Top of DOCUMENT PASSAGE

Nicole Péry (born 15 May 1943) is a French politician who served as Secretary of State for Women's Rights and Professional Training from 1998 to 2002 under Prime Minister Lionel Jospin. A member of the Socialist Party (PS), she is a professor of literature by occupation.

Péry served as Deputy Mayor of Ciboure from 1977 to 1983, when she became leader of the municipal opposition in Bayonne. She entered the European Parliament in 1981 and the National Assembly in 1997, after she stood as a candidate in the 5th constituency of Pyrénées-Atlantiques. Péry was named special assistant to the Prime Minister for regional languages and cultures in October 1997 before her appointment as a Secretary of State to the Minister of Employment and Solidarity.

Appointments 
1973, 1978, 1981, 1988: parliamentary candidate
1977–1983: Deputy Mayor of Ciboure
1981–1997: Member of European Parliament
1984–1997: Vice-President of the European Parliament
1986–1994: regional councillor of Aquitaine
1997–1998: member of the National Assembly for Pyrénées-Atlantiques, spokeswoman for the Socialist group in the Committee on Foreign Affairs
1997-1998: special assistant to the Prime Minister for regional languages and cultures
1998-2002: Secretary of State for Women's Rights and Vocational Training

Career highlights 
In November 1998, the Government of France reaffirmed its political intent with regards to women's rights by appointing Péry as Secretary of State for Women's Rights and Vocational Training. At that time the Department of Women’s Rights of the Ministry of Employment and Solidarity was the main ad hoc administrative body responsible for monitoring gender equality and anti-discrimination measures. In a speech at Beijing + 5, in New York City on 5 June 2000, she affirmed France's position as an egalitarian nation.

Bottom of DOCUMENT PASSAGE
Top of DATASET ENTRIES

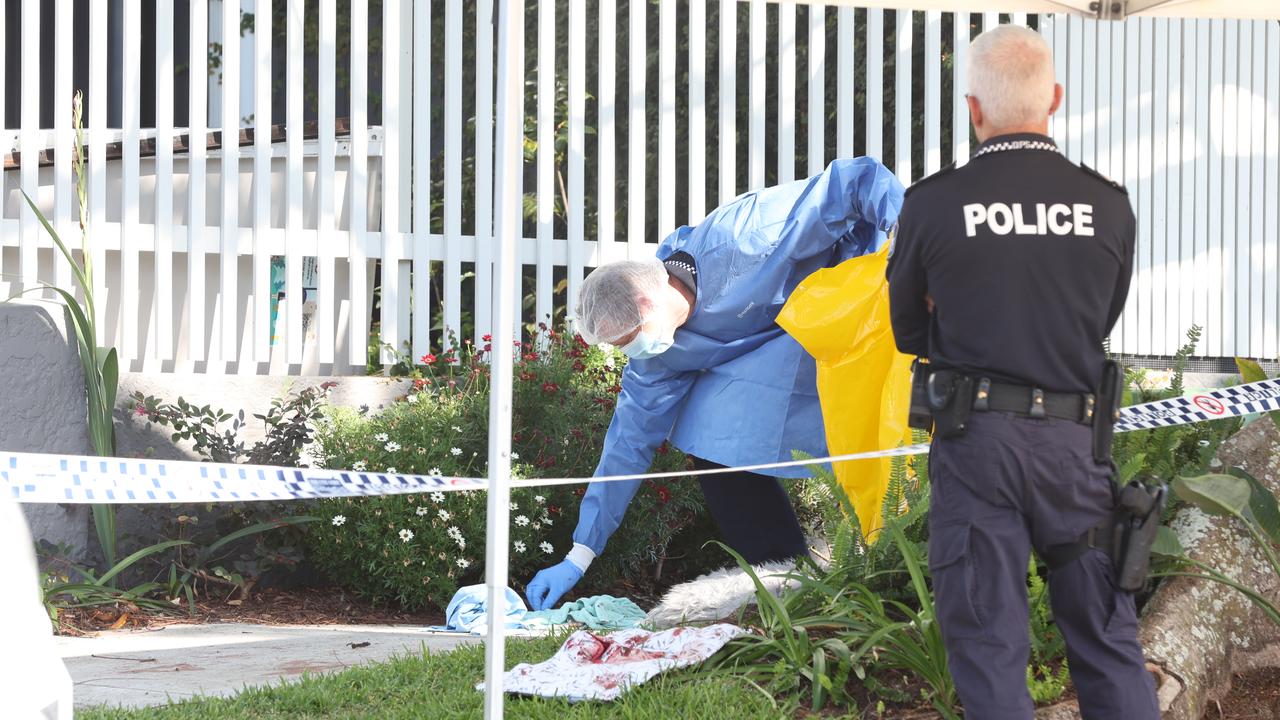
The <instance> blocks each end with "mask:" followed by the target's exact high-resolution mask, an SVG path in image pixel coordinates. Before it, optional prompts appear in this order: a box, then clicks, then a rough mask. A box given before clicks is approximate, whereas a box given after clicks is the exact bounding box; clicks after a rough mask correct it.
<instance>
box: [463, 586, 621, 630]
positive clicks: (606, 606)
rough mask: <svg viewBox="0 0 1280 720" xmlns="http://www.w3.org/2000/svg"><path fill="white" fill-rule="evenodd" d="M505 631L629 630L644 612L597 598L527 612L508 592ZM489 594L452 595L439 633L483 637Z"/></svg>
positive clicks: (525, 605)
mask: <svg viewBox="0 0 1280 720" xmlns="http://www.w3.org/2000/svg"><path fill="white" fill-rule="evenodd" d="M506 597H507V615H506V618H507V623H506V626H507V629H508V630H539V629H545V628H548V626H550V625H567V624H568V623H581V624H582V625H586V626H588V628H590V629H593V630H630V629H631V628H636V626H639V625H640V623H641V621H643V620H644V618H645V612H644V610H640V606H639V605H636V603H634V602H631V601H630V600H627V598H625V597H611V596H607V594H600V596H595V597H586V598H581V600H576V601H573V602H566V603H564V605H563V606H561V607H559V609H557V610H543V611H540V612H530V610H529V607H527V606H526V605H525V601H524V600H521V598H520V596H518V594H516V591H513V589H511V588H507V592H506ZM488 605H489V593H488V588H486V587H485V585H467V587H465V588H458V592H456V593H453V600H451V601H449V606H448V607H447V609H445V610H444V623H445V624H444V626H443V628H439V629H442V630H454V632H463V633H475V634H481V635H483V634H485V633H486V632H488V623H489V612H488V610H489V607H488Z"/></svg>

Bottom of DATASET ENTRIES

JOB ITEM: Retype the Nicole Péry biography above word for word, from its opening sentence through the final line under "Career highlights".

SOLUTION TO THE EXERCISE:
Nicole Péry (born 15 May 1943) is a French politician who served as Secretary of State for Women's Rights and Professional Training from 1998 to 2002 under Prime Minister Lionel Jospin. A member of the Socialist Party (PS), she is a professor of literature by occupation.

Péry served as Deputy Mayor of Ciboure from 1977 to 1983, when she became leader of the municipal opposition in Bayonne. She entered the European Parliament in 1981 and the National Assembly in 1997, after she stood as a candidate in the 5th constituency of Pyrénées-Atlantiques. Péry was named special assistant to the Prime Minister for regional languages and cultures in October 1997 before her appointment as a Secretary of State to the Minister of Employment and Solidarity.

Appointments 
1973, 1978, 1981, 1988: parliamentary candidate
1977–1983: Deputy Mayor of Ciboure
1981–1997: Member of European Parliament
1984–1997: Vice-President of the European Parliament
1986–1994: regional councillor of Aquitaine
1997–1998: member of the National Assembly for Pyrénées-Atlantiques, spokeswoman for the Socialist group in the Committee on Foreign Affairs
1997-1998: special assistant to the Prime Minister for regional languages and cultures
1998-2002: Secretary of State for Women's Rights and Vocational Training

Career highlights 
In November 1998, the Government of France reaffirmed its political intent with regards to women's rights by appointing Péry as Secretary of State for Women's Rights and Vocational Training. At that time the Department of Women’s Rights of the Ministry of Employment and Solidarity was the main ad hoc administrative body responsible for monitoring gender equality and anti-discrimination measures. In a speech at Beijing + 5, in New York City on 5 June 2000, she affirmed France's position as an egalitarian nation.